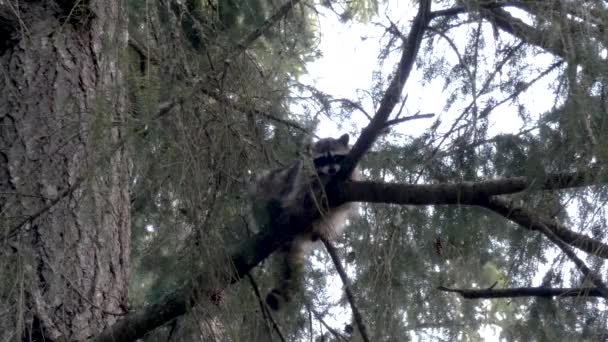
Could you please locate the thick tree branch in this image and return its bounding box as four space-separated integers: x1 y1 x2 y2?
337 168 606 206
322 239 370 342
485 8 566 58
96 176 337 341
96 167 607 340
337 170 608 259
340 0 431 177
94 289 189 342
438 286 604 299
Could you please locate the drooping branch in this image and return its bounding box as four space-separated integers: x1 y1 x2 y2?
========================================
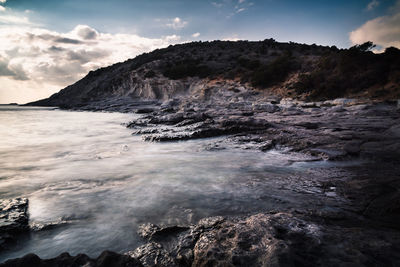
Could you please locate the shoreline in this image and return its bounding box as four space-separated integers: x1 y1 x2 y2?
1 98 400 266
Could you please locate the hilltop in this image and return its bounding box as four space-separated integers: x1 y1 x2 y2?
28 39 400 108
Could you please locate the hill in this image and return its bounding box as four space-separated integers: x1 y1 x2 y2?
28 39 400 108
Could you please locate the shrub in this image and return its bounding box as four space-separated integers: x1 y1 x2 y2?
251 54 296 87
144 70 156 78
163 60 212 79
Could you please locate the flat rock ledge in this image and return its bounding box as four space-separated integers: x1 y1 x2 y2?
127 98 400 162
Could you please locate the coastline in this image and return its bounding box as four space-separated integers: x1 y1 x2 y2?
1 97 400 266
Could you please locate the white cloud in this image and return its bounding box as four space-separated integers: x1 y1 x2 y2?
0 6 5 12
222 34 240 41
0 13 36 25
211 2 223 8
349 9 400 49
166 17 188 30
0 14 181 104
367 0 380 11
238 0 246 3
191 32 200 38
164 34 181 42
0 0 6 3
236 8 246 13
========================================
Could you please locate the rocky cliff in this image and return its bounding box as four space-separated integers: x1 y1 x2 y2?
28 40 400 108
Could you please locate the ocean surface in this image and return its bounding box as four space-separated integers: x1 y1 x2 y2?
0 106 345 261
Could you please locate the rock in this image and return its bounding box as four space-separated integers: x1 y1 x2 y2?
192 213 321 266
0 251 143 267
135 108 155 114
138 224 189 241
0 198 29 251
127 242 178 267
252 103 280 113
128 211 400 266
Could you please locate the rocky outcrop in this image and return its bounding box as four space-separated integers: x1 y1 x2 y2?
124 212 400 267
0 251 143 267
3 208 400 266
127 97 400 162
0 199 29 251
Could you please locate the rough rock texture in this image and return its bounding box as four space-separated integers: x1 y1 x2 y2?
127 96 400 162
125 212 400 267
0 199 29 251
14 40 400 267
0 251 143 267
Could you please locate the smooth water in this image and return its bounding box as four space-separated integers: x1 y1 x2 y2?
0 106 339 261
========================================
■ **Task item**
Reproduce, word for word and in full, only the lines above that start at the line with "Could you please locate the thick" and run through the line with "Could you please locate the drooping", both ends included.

■ **Response to this task**
Could you please locate the thick tree branch in this image and return its bounding box as four space-separated integers: x1 y1 x2 y2?
337 168 606 206
322 239 370 342
485 8 566 58
96 176 337 341
96 167 607 340
337 170 608 259
340 0 431 177
94 289 189 342
438 286 604 299
Could you please locate the drooping branch in this image and return its bounding box as four space-separated integers: x1 y1 x2 y2?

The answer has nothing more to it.